>>>>

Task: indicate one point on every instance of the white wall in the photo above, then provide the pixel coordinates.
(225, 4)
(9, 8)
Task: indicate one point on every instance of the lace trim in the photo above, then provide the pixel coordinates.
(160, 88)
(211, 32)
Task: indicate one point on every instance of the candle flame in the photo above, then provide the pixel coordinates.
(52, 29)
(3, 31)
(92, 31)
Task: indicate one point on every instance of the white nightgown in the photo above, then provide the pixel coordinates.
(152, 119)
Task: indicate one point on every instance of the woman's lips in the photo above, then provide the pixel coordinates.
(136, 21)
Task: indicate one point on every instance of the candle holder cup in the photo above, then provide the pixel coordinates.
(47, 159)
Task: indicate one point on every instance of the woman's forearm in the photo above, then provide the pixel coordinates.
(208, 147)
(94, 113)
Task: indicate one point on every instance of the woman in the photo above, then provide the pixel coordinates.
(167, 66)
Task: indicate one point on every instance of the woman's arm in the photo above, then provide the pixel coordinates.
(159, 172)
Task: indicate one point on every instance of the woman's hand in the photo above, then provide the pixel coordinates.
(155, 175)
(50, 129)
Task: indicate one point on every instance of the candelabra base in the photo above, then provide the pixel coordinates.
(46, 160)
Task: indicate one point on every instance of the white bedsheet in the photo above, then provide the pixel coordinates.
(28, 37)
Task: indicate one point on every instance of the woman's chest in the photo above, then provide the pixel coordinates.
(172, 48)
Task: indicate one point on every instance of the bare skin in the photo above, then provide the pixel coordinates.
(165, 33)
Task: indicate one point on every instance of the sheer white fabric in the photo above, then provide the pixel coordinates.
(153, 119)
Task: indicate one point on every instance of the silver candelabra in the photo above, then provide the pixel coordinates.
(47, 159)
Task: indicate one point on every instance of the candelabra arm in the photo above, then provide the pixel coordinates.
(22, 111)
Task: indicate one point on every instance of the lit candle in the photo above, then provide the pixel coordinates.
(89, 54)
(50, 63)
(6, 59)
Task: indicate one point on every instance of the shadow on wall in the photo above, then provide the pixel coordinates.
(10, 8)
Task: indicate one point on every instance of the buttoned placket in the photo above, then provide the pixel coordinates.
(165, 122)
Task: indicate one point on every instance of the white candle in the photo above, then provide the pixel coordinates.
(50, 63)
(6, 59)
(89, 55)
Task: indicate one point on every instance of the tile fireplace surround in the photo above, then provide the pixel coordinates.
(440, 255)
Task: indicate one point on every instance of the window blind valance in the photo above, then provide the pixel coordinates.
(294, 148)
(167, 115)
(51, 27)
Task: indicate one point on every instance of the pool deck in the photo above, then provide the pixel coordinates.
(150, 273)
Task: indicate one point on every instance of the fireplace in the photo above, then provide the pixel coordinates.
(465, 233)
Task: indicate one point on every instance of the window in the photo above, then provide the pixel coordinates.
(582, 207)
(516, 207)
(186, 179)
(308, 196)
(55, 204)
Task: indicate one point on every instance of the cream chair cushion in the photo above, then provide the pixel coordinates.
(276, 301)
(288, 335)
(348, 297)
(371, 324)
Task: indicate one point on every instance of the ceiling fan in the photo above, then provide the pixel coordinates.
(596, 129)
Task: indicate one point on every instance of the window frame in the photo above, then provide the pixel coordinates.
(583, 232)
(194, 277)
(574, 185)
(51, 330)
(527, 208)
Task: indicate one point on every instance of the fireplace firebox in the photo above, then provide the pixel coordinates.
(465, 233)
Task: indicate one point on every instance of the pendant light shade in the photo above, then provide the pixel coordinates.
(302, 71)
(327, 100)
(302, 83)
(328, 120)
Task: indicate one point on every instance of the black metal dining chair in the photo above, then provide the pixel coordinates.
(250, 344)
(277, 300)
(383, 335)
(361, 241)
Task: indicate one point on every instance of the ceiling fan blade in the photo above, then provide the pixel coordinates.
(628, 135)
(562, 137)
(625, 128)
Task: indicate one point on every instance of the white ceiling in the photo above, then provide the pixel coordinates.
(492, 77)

<<<<

## Written problem:
Output all the rows above as a two-column CSV with the headers "instruction" and "points", one line per row. Put the row's text and its answer each in a single quoted field, with line breaks replaced by spaces.

## Worked answer:
instruction,points
"Task: indicate one point on every instance of the white wall in the photo above, then provide the pixel coordinates.","(225, 4) (9, 8)"
"Task: indicate one point on every instance of the lace trim in the photo above, then provide the pixel coordinates.","(160, 88) (211, 32)"
"Task: indicate one point on every instance of the candle flame in the photo above, then provide the pixel coordinates.","(52, 29) (3, 31) (92, 31)"
"Task: indicate one point on every instance of the white nightgown in the photo above, then provide the pixel coordinates.","(152, 119)"
"Task: indicate one point on every instance of the woman's lips in the photo above, then provide the pixel coordinates.","(136, 21)"
"Task: indicate one point on every instance of the candle holder cup in the photo above, then provide the pixel coordinates.","(47, 159)"
"Task: indicate one point on every instance of the woman's forearm in the photo above, then provide the pixel coordinates.","(208, 147) (94, 113)"
"Task: indicate one point on every instance of the woman in the photo above, then provide the pixel coordinates.","(167, 66)"
"Task: indicate one point on every instance of the woman's arm in the photo above, then provide the pixel coordinates.","(159, 172)"
"Task: indicate one point on every instance of the woman's hand in the photo above, then provide the pixel coordinates.","(155, 175) (50, 129)"
"Task: indicate one point on every instance of the candelabra base in the photo above, then provide the pixel coordinates.","(46, 160)"
"Task: indicate one point on every instance of the white bedsheet in the photo above, then provide the pixel coordinates.","(28, 37)"
"Task: indicate one point on every instance of the woman's chest in the photo above, then provide the pixel coordinates.","(172, 48)"
"Task: indicate one point on every instance of the bare skin in the photo above, then provide the pixel coordinates.","(165, 33)"
"Task: indicate one point on every instance of the sheer white fabric in the photo above, then provide the pixel coordinates.","(153, 119)"
"Task: indicate one point on every instance of the silver candelabra in the photo above, then provide the pixel coordinates.","(47, 159)"
"Task: indicate one point on every instance of the candelabra arm in the photo above, then provide the pixel coordinates.","(22, 111)"
"Task: indicate one point on every instance of the lit candle in the photo above, then provide the pixel coordinates.","(89, 54) (50, 63) (6, 59)"
"Task: indicate one point on every instance of the shadow on wall in the photo above, then provide the pixel coordinates.","(10, 8)"
"Task: indicate one point on every instance of the buttoned placket in the photo above, then provide the pixel coordinates.","(165, 122)"
"Task: indicate one point on every instance of the white candle in the photo above, then provide the pixel coordinates.","(50, 63) (6, 59) (89, 55)"
"Task: indicate one point on every instance of the tile fireplace surround in the photo above, then provide the pixel coordinates.","(440, 255)"
"Task: indicate one point on every instance of the window blind valance in the photo above, then provide the pixel coordinates.","(294, 148) (167, 115) (51, 27)"
"Task: indicate one point on every instance of the pool deck in the photo above, then provide the pixel coordinates.","(150, 273)"
"Task: indicate one point on every instance of the fireplace in the photo above, then provide the pixel coordinates.","(465, 233)"
"Task: indicate one point on every instance of the window in the photo above, then provide the pixel coordinates.","(582, 207) (516, 207) (186, 179) (308, 196) (55, 204)"
"Task: indicate one point on every instance of the cream chair cushion in the photo above, then provide the pixel coordinates.","(276, 301) (288, 335) (348, 297) (371, 324)"
"Task: indicate one point on every instance of the ceiling fan in the photo above, then provide the pixel coordinates.","(596, 129)"
"Task: indicate one point on every instance of the window frame in the photo above, then provide the pixel coordinates.","(583, 232) (194, 277) (574, 185) (51, 330) (527, 208)"
"Task: indicate one point on every instance of the fireplace firebox in the photo above, then provide the pixel coordinates.","(465, 233)"
"Task: indicate one point on every instance of the pendant light shade in the photo above, then provide the pixel coordinates.","(302, 71) (327, 100) (302, 83) (328, 120)"
"Task: indicate one point on every instance of the black metal dining chair in the photo above, then provide the pixel coordinates.","(250, 344) (277, 300) (383, 335) (361, 241)"
"Task: indicate one point on every instance of the ceiling fan blade in the photo above, then provide the pixel coordinates.","(628, 135) (562, 137) (625, 128)"
"Task: indicate one point on every instance of the white ceiling in the photo above, then provide the pixel coordinates.","(492, 77)"